====== Quoted passage

A skiier starts at a height of 100m and goes down a slope before going
through a circular loop (like that of a rollercoaster) of radius r.
Considering that the height of the loop is 2r, there is no friction,
and energy is conserved, what is the maximum radius, r, of the loop?

Assume gravity as being 10m/s^2.

I have two methods to solve, and I'm not sure if either are correct.

METHOD ONE: Conservation of Energy without Friction. 
Since there is no friction, an object that falls 100m is able to come
back up to a height of 100m.

- Find velocity due to going down a slope of 100m:
PEi + KEi = PEf + KEf
(mass * 10m/s^2 * 100m) + 0 = 0 + (0.5 * mass * vf^2)

============
====== Information provided

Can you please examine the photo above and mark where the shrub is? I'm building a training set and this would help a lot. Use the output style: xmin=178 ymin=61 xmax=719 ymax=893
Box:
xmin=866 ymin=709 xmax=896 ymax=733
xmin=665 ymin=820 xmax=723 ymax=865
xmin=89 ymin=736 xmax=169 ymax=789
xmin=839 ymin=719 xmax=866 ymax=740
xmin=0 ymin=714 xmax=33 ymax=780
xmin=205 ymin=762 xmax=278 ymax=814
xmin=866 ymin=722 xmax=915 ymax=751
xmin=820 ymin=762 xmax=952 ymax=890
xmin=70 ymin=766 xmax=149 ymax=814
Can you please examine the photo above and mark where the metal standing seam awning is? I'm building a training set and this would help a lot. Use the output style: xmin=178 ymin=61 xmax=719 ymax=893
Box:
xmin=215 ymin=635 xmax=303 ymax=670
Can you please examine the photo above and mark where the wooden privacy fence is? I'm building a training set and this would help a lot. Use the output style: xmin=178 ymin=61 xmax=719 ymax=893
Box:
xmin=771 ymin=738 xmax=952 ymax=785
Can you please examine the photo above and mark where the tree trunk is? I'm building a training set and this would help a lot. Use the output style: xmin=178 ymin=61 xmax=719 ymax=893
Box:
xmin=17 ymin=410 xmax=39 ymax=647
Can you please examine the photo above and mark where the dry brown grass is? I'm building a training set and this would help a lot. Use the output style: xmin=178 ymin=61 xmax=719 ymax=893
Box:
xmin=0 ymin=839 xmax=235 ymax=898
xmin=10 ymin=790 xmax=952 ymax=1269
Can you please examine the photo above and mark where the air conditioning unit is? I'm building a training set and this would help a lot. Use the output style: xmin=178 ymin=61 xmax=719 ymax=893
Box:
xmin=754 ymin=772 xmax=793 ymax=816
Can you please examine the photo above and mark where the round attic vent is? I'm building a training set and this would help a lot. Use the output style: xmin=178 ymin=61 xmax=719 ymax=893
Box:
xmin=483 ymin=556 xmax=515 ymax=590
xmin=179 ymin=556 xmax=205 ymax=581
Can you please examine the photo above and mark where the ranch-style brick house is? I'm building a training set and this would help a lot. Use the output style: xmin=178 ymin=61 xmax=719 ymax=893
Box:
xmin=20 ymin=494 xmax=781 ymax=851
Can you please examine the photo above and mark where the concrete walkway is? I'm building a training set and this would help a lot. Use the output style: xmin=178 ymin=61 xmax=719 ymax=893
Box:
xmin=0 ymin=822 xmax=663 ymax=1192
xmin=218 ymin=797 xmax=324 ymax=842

============

▶ [Work instructions]
- 1) In the skier post, from what height does the skier start?
- 2) Pull out the passage of the skier post running from "Considering that the" up to and including "mass * vf^2)".
Answer from the skier post alone, drawing on nothing outside it.

▶ [Responses]
- 1) The skier starts at a height of 100m.

- 2)
Considering that the height of the loop is 2r, there is no friction,
and energy is conserved, what is the maximum radius, r, of the loop?

Assume gravity as being 10m/s^2.

I have two methods to solve, and I'm not sure if either are correct.

METHOD ONE: Conservation of Energy without Friction. 
Since there is no friction, an object that falls 100m is able to come
back up to a height of 100m.

- Find velocity due to going down a slope of 100m:
PEi + KEi = PEf + KEf
(mass * 10m/s^2 * 100m) + 0 = 0 + (0.5 * mass * vf^2)